- _Entries from a point annotation set_:
>>>>
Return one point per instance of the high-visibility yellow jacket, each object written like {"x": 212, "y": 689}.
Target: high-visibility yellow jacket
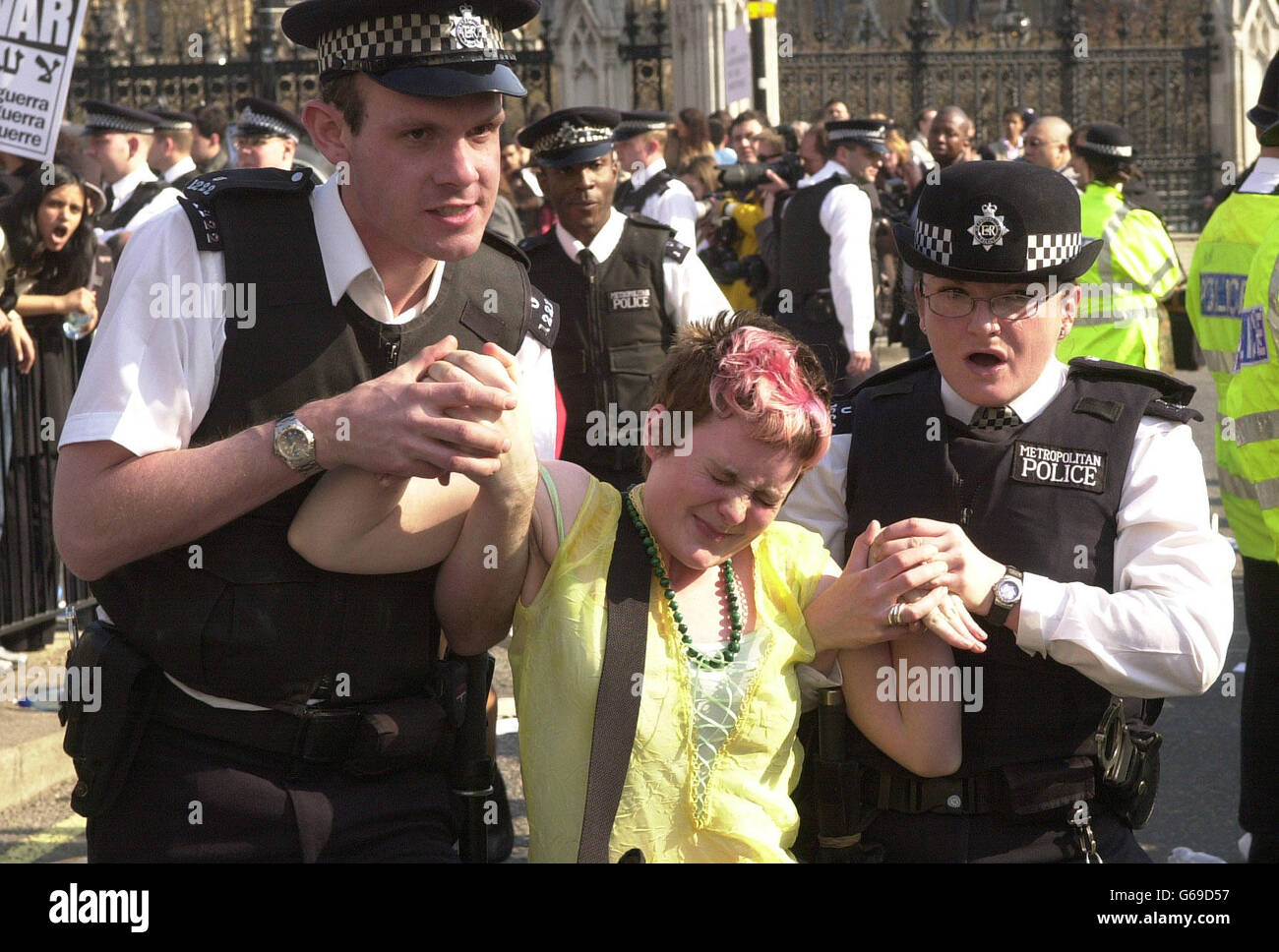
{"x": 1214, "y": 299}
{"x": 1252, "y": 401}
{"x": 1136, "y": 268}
<<<<
>>>>
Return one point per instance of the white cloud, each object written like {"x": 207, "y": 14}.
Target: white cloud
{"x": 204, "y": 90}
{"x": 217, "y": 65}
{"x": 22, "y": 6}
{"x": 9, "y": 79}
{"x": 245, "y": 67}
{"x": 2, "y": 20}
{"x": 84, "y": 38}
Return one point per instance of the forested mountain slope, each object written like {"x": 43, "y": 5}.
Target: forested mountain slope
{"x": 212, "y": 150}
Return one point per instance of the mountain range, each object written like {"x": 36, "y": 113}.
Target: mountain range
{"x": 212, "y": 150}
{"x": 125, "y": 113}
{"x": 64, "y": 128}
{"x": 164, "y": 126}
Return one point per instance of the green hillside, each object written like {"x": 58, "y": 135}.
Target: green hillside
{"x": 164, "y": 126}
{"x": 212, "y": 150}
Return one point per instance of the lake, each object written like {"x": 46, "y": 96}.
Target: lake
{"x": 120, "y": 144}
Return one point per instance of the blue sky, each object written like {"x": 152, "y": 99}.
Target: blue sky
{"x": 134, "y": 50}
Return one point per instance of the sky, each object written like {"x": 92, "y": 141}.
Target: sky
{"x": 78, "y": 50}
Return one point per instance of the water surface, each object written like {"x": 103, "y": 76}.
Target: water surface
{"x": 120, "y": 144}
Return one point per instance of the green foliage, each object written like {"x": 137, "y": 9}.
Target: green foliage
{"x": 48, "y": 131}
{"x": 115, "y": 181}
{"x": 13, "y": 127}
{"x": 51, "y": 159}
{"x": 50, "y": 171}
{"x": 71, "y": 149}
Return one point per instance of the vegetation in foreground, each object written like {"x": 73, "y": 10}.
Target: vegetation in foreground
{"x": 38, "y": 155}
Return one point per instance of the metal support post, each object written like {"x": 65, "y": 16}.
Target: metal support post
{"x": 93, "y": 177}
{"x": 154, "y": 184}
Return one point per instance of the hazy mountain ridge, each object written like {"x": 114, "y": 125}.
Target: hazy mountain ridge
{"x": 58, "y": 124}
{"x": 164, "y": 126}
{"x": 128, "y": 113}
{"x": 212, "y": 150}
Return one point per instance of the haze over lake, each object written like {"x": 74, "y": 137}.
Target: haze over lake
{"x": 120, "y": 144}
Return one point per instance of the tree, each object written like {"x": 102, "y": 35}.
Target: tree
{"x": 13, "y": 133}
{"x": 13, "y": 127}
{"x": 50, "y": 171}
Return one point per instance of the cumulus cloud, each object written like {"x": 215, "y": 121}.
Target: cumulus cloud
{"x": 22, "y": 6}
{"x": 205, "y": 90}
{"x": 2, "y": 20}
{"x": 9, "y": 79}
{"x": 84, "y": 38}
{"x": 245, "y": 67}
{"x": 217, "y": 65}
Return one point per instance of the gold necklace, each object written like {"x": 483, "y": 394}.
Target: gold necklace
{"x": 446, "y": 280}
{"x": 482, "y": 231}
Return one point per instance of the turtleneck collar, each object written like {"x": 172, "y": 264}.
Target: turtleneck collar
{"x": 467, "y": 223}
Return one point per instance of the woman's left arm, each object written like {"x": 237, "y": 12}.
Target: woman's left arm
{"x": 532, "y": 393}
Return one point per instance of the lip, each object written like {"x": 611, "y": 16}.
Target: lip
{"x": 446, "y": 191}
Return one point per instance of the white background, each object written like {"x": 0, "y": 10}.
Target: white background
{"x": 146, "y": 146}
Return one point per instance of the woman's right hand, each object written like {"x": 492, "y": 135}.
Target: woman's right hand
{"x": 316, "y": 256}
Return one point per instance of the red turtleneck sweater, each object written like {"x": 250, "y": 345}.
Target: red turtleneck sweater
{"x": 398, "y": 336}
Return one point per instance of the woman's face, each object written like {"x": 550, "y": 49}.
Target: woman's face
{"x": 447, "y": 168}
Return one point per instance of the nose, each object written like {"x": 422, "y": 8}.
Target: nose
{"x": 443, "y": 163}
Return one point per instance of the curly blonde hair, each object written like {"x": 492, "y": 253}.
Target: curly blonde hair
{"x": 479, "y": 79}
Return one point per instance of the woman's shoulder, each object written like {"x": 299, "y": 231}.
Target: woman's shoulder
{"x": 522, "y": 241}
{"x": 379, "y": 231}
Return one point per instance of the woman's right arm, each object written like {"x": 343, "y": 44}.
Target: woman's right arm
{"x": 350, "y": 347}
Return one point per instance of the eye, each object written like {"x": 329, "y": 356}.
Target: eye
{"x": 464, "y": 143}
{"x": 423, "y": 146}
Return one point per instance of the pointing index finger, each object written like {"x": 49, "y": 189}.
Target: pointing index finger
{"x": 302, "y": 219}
<<<<
Pull out every line of the items above that contains the string "hand", and copy each one.

Return one point per instance of the woman's right hand, each object written like {"x": 492, "y": 135}.
Target: woman's right hand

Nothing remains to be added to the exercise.